- Objective -
Return the listing below in full, with every line exactly as it is.

- Recorded data -
------------------------------------------------------------------------

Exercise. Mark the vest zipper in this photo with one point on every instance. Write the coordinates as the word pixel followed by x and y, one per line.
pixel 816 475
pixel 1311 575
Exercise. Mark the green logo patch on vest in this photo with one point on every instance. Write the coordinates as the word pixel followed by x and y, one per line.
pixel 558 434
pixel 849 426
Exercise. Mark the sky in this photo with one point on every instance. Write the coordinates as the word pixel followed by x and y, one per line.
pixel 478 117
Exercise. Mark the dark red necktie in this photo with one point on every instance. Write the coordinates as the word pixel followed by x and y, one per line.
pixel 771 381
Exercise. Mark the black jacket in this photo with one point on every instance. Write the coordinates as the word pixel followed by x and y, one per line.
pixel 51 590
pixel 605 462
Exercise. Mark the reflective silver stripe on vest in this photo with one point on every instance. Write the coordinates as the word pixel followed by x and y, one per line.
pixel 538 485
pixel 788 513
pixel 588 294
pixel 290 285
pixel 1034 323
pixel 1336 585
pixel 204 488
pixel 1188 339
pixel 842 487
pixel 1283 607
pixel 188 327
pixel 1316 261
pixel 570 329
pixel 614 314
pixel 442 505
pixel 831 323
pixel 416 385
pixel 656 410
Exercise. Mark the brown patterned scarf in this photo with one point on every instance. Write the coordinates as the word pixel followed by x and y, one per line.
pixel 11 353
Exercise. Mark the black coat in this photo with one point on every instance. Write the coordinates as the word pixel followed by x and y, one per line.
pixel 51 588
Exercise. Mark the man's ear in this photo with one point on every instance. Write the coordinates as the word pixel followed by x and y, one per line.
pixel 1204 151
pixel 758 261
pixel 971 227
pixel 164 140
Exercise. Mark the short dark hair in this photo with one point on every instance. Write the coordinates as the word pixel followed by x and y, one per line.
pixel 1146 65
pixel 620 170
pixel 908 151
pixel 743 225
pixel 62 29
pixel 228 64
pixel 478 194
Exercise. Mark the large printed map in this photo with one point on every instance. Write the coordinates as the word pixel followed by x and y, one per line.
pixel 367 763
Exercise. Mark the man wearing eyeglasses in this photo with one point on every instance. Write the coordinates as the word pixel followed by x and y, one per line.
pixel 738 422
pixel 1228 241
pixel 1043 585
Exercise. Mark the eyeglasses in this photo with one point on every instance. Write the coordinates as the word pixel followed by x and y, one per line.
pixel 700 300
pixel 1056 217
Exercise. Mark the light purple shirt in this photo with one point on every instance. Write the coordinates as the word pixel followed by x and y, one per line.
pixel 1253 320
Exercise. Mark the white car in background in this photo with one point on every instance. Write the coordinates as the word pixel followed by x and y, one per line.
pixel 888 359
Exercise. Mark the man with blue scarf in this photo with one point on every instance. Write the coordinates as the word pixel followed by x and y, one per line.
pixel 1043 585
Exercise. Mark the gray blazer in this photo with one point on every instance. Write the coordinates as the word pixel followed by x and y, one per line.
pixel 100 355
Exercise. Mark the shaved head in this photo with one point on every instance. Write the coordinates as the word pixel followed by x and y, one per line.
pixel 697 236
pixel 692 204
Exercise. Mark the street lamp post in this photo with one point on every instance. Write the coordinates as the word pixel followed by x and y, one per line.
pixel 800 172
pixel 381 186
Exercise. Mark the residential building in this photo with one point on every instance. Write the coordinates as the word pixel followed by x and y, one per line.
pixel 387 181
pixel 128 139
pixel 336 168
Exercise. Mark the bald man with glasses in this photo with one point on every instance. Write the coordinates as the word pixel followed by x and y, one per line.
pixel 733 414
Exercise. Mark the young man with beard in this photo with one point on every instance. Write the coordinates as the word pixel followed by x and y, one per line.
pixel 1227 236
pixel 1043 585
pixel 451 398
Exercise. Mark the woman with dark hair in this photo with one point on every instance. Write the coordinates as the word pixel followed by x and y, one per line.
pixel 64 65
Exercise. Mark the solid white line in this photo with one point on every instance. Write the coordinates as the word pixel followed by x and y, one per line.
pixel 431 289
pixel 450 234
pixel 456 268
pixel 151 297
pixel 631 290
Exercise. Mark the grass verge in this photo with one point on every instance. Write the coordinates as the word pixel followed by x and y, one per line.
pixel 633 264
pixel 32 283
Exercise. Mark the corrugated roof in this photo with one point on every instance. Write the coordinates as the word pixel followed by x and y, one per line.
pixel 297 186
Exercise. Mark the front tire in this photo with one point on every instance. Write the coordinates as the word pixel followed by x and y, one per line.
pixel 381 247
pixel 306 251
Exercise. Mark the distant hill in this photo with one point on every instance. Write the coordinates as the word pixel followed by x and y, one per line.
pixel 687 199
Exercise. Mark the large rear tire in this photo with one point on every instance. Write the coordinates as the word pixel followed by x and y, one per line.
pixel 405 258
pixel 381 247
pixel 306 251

------------------------------------------------------------------------

- Finished exercise -
Exercise. Mark the vest zipper in this photo with one point on every instance. Write the coordinates as the word pixel followed by x and y, one per line.
pixel 816 475
pixel 1311 575
Exercise. Mark the green logo patch on vest in this photo with one point on every instance. Write the coordinates as the word pixel followed by x and y, one per line.
pixel 558 434
pixel 849 426
Exercise. Mark the sky in this photo with one point on every instance. Write the coordinates as the word pixel followed by x and y, one per line.
pixel 478 117
Exercise. Mark the dark red necktie in this photo with one point on every instance. Write the coordinates as the word pixel followed by x and y, one per line.
pixel 771 381
Exercise. Mark the black jacket in this photo with one point on every instance. Write the coordinates as the word pixel followed by x and y, one per line.
pixel 51 590
pixel 605 462
Exercise. Mark the reflective silver stripe on vest in this photo with one point on every instance. Write the coordinates as the word pixel followed by x and y, one per line.
pixel 538 485
pixel 788 513
pixel 588 294
pixel 290 285
pixel 1034 323
pixel 1336 585
pixel 204 488
pixel 1188 339
pixel 842 487
pixel 1283 607
pixel 188 327
pixel 1316 261
pixel 570 329
pixel 614 314
pixel 442 505
pixel 831 323
pixel 416 385
pixel 656 410
Exercise. Mark the brown patterned scarf in this photo with one point on every instance. Write the coordinates as the word pixel followed by x and y, one per line.
pixel 11 353
Exercise. Mark the black coat in this photo with one point on every instance. Write the coordinates as the word pixel followed by x and y, one per line.
pixel 51 588
Exercise. Mark the man's ear in this photo with one point on every instance. Write the coordinates as the word pixel followed by x and y, one per line.
pixel 1204 151
pixel 758 261
pixel 971 227
pixel 164 140
Exercise. Mark the short dark hair in this photo with one point on every instance. Write the coordinates as the word pixel followed by x and y, one per line.
pixel 1146 65
pixel 620 170
pixel 908 151
pixel 743 225
pixel 62 29
pixel 228 64
pixel 478 194
Exercise. Mark the large printed map in this photo with one point on every instance. Write the coordinates as the word pixel followed by x and y, one per line.
pixel 367 763
Exercise. Mark the man wearing eyeglasses in this photo with one point on every instance. Write the coordinates as the word pixel followed by x and y, one per line.
pixel 738 422
pixel 1228 241
pixel 1043 585
Exercise. Mark the eyeglasses in this photo with one point on every instance. Write the coordinates as the word pixel followed by x and y, one per line.
pixel 700 300
pixel 1056 217
Exercise. Mark the light purple shirt in this photo with one point on every instance. Write the coordinates as the word pixel followed by x and y, one per line.
pixel 1253 320
Exercise. Mark the white car in background in this photo with one point on every instance. Write the coordinates as the word pixel followed by x and y, one per line.
pixel 888 359
Exercise. Mark the man with blue scarf in this photo with one point on every instance. Write the coordinates as the word pixel followed by x and y, one per line.
pixel 1043 585
Exercise. Mark the gray blazer in this photo with one point on every instance. Write the coordinates as the word pixel followed by x and y, one per line.
pixel 100 355
Exercise. Mark the shaved head in this photo with one point on every instance. Write the coordinates as the word pixel followed by x and y, one per line.
pixel 697 236
pixel 692 204
Exercise. Mark the street lamp post in this photo with one point on every instance. Write the coordinates as the word pixel followed by x and y, one per line.
pixel 800 172
pixel 381 186
Exercise. Mark the residential building in this photo with one point on every instance. Write the coordinates as the word pixel followed by x and y, one per line.
pixel 387 181
pixel 128 139
pixel 336 168
Exercise. Mark the bald man with glasses in this photo with one point on every instance. Write the coordinates as the word pixel followed by x and y, one per line.
pixel 733 414
Exercise. Mark the young man with beard in this photo with one point on every instance. Write the coordinates as the word pixel followed by x and y, one per line.
pixel 1227 236
pixel 1043 585
pixel 451 398
Exercise. Mark the woman with dark hair in this photo with one point on every instance. Write the coordinates as the word pixel followed by x and y, one per line.
pixel 64 65
Exercise. Mark the solid white line in this photo with one point on every instance. Write the coordinates as the word pixel followed by x and y, one per line.
pixel 431 289
pixel 450 234
pixel 456 268
pixel 151 297
pixel 631 290
Exercise. Mark the grass verge in this photo with one point on every instance. Write the coordinates as the word pixel followed by x and y, one per line.
pixel 633 264
pixel 32 283
Exercise. Mark the corrugated roof in this photo with one point on every instance. Write the coordinates as the word pixel followed by x and y, one per line.
pixel 297 186
Exercise. Mark the front tire in this photo with one point on every instance. Write the coordinates as the word pixel followed by x and y, one per line.
pixel 381 247
pixel 306 251
Exercise. Mark the distant hill in this photo with one point on every instance. Write the coordinates as the word pixel followed by x and y, one per line.
pixel 687 199
Exercise. Mark the large rear tire in this photo with one point on every instance. Write the coordinates as the word pixel followed by x and y, one per line.
pixel 405 258
pixel 381 247
pixel 306 251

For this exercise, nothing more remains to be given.